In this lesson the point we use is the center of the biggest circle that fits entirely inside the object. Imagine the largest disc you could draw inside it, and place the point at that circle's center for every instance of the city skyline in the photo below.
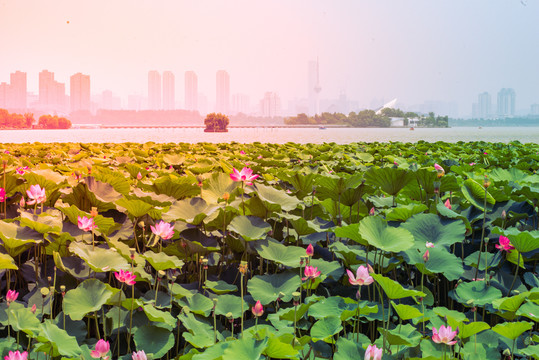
(424, 53)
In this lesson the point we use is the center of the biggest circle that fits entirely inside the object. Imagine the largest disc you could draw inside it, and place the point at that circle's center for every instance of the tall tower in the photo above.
(314, 88)
(169, 90)
(191, 91)
(80, 92)
(154, 90)
(223, 92)
(18, 90)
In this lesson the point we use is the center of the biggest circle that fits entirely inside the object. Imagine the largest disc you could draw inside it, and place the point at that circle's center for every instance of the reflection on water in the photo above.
(273, 135)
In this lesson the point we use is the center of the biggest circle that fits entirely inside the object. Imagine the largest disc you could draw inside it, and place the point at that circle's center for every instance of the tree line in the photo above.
(26, 121)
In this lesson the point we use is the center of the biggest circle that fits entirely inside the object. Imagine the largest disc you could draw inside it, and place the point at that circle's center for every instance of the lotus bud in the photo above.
(296, 295)
(44, 291)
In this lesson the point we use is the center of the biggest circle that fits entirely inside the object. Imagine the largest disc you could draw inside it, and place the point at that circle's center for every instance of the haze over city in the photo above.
(440, 53)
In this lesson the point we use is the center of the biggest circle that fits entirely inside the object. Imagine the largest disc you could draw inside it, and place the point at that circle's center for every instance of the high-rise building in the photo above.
(314, 88)
(17, 91)
(154, 90)
(51, 92)
(270, 105)
(169, 91)
(240, 103)
(223, 92)
(191, 91)
(506, 102)
(483, 105)
(80, 92)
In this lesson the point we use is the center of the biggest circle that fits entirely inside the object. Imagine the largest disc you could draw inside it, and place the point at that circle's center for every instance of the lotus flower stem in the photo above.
(482, 235)
(119, 316)
(514, 277)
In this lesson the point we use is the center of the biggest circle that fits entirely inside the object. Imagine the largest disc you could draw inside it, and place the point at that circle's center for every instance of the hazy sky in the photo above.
(414, 50)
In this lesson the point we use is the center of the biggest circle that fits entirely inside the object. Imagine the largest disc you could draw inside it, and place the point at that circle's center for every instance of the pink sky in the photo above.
(414, 51)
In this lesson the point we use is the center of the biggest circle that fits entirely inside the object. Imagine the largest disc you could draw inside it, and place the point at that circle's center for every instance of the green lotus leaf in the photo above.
(277, 197)
(512, 330)
(476, 293)
(135, 208)
(99, 259)
(325, 328)
(61, 342)
(330, 306)
(467, 330)
(406, 335)
(216, 186)
(245, 349)
(154, 340)
(192, 211)
(393, 289)
(406, 312)
(160, 316)
(348, 349)
(22, 319)
(162, 261)
(230, 303)
(266, 288)
(475, 193)
(198, 304)
(220, 287)
(89, 296)
(390, 180)
(350, 232)
(44, 223)
(7, 262)
(176, 187)
(250, 227)
(511, 303)
(430, 227)
(404, 212)
(279, 348)
(378, 234)
(441, 261)
(200, 334)
(523, 241)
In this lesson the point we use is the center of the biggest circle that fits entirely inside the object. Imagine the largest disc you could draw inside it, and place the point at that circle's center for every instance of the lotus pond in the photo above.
(264, 251)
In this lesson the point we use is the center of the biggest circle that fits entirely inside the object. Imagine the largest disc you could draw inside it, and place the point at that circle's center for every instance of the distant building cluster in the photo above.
(505, 105)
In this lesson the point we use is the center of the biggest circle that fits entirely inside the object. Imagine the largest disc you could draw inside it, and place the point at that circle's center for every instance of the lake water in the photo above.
(274, 135)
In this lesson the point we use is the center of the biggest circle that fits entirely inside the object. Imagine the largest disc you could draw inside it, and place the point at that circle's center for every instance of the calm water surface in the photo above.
(273, 135)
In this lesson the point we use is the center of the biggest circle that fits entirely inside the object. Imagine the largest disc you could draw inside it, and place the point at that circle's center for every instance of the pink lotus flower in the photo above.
(11, 296)
(258, 309)
(310, 250)
(101, 350)
(126, 277)
(373, 353)
(21, 170)
(162, 229)
(447, 204)
(16, 355)
(245, 175)
(311, 273)
(139, 355)
(362, 276)
(86, 224)
(504, 245)
(36, 195)
(445, 335)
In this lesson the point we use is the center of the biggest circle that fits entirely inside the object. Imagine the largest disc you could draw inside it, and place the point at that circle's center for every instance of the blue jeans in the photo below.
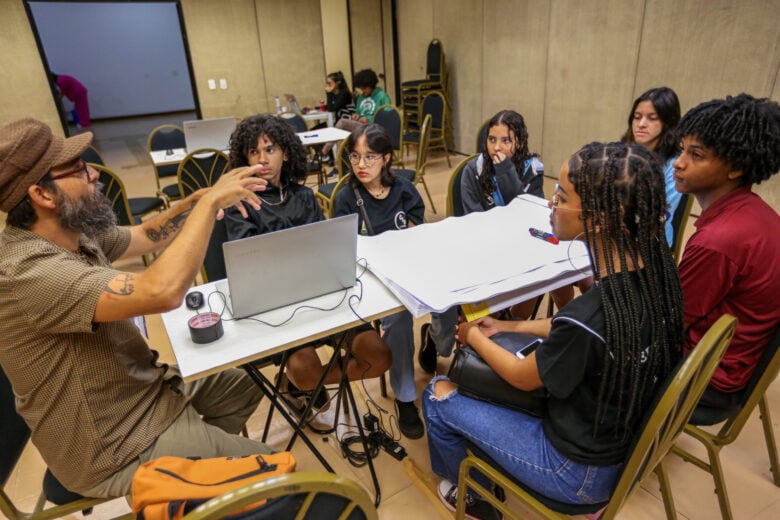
(399, 335)
(513, 439)
(443, 330)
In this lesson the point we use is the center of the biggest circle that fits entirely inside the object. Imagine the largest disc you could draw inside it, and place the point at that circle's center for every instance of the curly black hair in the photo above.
(667, 106)
(624, 201)
(516, 124)
(365, 78)
(740, 130)
(378, 141)
(281, 133)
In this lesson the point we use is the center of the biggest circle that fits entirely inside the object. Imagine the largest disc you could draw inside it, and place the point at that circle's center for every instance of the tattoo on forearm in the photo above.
(122, 285)
(169, 227)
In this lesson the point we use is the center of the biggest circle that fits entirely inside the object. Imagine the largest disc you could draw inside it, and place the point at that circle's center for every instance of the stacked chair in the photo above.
(413, 93)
============================================================
● **Activity**: Apart from the pictures, set down all the entries above exactly.

● **Exercise result**:
In this lesson the point we use is the center of the biggest circle that fits entirely inside the object. Imagine the largest disc you could draw inside it, and place the point at that circle's center for every instance of the city skyline in the photo below.
(424, 53)
In this lesson the point we use is the center of the biggest circle that fits entirely inside the object. Imagine the largest disc you could draw inside it, and place the point at that circle's center for every instance of the tall tower in the photo above.
(314, 88)
(169, 90)
(191, 91)
(80, 92)
(154, 90)
(223, 92)
(18, 90)
In this lesson the point we use is the center of the biggest circle that fits entirely inside the object. Imagine the largest disc you could draw inside it, and place the point at that circle's center for every instance of the reflection on water in the photo above.
(273, 135)
In this lesson the point we use is the center of the biggest circle that fits entirely inside the object. Imagine the largest disc you could draw inside it, and place the point at that circle's center for every instance of the tree line in the photo above.
(26, 121)
In this lesson the point we use is the center of the biggest circle that fits entirely inside the object. Imagine the largest disc you could draw inside it, and place the point at that circle's center for every instance of the lotus bud in the photo above.
(296, 295)
(44, 291)
In this lesson the point we use is the center of the biggest circle that fits entirely inside the object. Imagine the largest disc you could draw inside it, and place the point at that circle's center for every instance of the haze over city in the photo above.
(440, 53)
In this lesson the point we use is the center of the biggest circle that fits entirely inside the object. Imagine the largest disc you could draw inside it, and place the point at that circle's center for every instance of the high-rise building in the photo above.
(314, 88)
(17, 91)
(154, 90)
(51, 92)
(270, 105)
(169, 91)
(240, 103)
(223, 92)
(191, 91)
(506, 102)
(483, 105)
(80, 92)
In this lesson the point we use is the center of the biggest circle that fits entirely inside the object. Imagine the largest disc you could draw inside it, and place the point at that circle's center for every instance of the lotus flower stem in the photo above.
(482, 235)
(119, 316)
(514, 277)
In this lesson the point we use is the center of the biggest circle that fits entirely inside the object. Imagine the largest disc you could draw inside it, and place the point at that circle's center for every instance of the hazy sky in the photo above.
(414, 50)
In this lesson the point we use is the center of the biggest circle that fits entirely inside the object. Imagine the largest disc you could draw inside it, and place the point at that circle's center for every instance of the pink sky in the photo above.
(414, 51)
In this lesson the point we use is the center of the biggest circle that fits entirely inside the object. Imagine the largest disc you could draw inside it, and place the point at that circle's center for every instance of the green lotus leaf in the photo above.
(277, 197)
(512, 330)
(476, 293)
(135, 208)
(99, 259)
(325, 328)
(61, 342)
(330, 306)
(467, 330)
(406, 335)
(216, 186)
(245, 349)
(154, 340)
(192, 211)
(393, 289)
(406, 312)
(160, 316)
(348, 349)
(22, 319)
(162, 261)
(230, 303)
(266, 288)
(475, 193)
(198, 304)
(220, 287)
(89, 296)
(390, 180)
(350, 232)
(44, 223)
(7, 262)
(176, 187)
(250, 227)
(511, 303)
(430, 227)
(404, 212)
(279, 348)
(378, 234)
(441, 261)
(200, 334)
(523, 241)
In this lesson the point we use is the center of the biggest circle that fits entirely inside the object. Imagine the largest disc you could draw inside it, and place the point at that circle's center for every instance of the lotus pond in the photo above.
(264, 251)
In this lesson the point we use is the center of the biggest circle that fits entirely inside the object. Imagine the largest disc you could draw inside it, and place the point at that circle's center for every instance of the distant building cluster in the photo above.
(505, 105)
In this lesson the point we use is the center of the biggest circle that fits entirely inside the object. Imagine the largest disc you could draw inside it, and place the point at that circle's center for every instance of the lake water in the photo above.
(274, 135)
In this lesson the point we use is the center of the biggest circle that fits entirely inside the object. Imagine the largest disc you could draw inside it, and place the point at that circle's center for every instance of the calm water surface in the photo above.
(273, 135)
In this lesson the point we use is the center of the biggest circle that fits entirely inside the object. Imagine the largest disc you could draw inside it, and place the point at that circle's center for every instance of the pink lotus flower in the photo above.
(11, 296)
(258, 309)
(310, 250)
(101, 350)
(126, 277)
(373, 353)
(21, 170)
(162, 229)
(447, 204)
(16, 355)
(245, 175)
(311, 273)
(139, 355)
(362, 276)
(86, 224)
(504, 245)
(36, 195)
(445, 335)
In this lesson the point we use is the center of the biggest circle that fits entirely inside the object. Imagine the largest disc you could draw inside it, and place the point at that circle's center for every instance of the blue jeans in the photo below.
(399, 335)
(513, 439)
(443, 330)
In this lesson the point we use is the center of the biggest circle that fits entirely inside the object. Imagine the largest disc you could draw inside it, and place the point at that circle's center for every instance of the curly black hair in the photo above.
(667, 106)
(624, 201)
(516, 124)
(365, 78)
(740, 130)
(378, 141)
(281, 133)
In this lesson the point we use is the center of the biggest circle that fits entirely inside the object. Imagine the largest disc you could draw inside it, and place the point at that circle's center for every instance of the tattoo on forearm in the photo above.
(122, 285)
(169, 227)
In this lesson the point we use is the center of the biggest circle that fits entirely inside the object. Imagine the largest disc you could draw inside it, and place the point at that circle's center for every instance of the stacked chair in the photo above.
(413, 93)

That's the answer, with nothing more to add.